### Exercise
Pull out every line in the items below that contains the word "young", matching case exactly.

[Saved entries]
******
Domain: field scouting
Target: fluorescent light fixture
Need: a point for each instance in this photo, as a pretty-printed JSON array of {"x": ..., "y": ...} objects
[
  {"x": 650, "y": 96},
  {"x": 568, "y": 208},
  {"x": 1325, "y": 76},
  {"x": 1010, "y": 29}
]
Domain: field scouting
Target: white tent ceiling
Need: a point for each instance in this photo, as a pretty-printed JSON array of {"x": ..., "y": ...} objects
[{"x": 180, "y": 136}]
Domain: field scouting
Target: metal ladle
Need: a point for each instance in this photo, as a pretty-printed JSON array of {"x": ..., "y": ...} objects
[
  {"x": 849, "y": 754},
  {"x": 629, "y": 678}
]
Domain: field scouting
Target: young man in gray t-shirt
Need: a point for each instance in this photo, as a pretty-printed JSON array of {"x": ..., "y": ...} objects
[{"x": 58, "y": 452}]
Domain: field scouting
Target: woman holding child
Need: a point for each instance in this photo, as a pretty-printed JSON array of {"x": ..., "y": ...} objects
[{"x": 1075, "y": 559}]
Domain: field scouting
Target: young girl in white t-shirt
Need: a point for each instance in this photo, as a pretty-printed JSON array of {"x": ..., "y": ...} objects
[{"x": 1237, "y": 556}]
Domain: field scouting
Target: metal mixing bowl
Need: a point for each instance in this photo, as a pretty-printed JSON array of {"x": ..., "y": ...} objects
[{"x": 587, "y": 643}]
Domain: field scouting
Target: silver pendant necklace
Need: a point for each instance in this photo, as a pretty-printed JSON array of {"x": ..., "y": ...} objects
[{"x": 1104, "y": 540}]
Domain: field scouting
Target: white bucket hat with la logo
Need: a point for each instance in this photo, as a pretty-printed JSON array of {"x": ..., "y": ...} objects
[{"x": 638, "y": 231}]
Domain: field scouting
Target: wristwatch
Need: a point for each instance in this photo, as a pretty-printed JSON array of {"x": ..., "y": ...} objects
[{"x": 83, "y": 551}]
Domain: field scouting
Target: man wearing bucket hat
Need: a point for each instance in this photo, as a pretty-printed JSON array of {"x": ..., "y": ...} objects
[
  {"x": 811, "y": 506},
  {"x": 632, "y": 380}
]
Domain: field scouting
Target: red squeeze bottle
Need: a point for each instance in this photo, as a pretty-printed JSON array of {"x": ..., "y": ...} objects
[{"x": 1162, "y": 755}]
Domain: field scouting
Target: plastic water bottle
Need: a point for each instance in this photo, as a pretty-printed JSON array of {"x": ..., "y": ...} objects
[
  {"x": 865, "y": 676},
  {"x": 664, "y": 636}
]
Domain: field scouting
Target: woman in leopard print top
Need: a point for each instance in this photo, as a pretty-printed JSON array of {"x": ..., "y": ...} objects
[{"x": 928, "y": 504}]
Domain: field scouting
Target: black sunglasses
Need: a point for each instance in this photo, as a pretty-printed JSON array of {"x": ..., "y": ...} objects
******
### Complete output
Target: young man in gray t-shirt
Target: young girl in white t-shirt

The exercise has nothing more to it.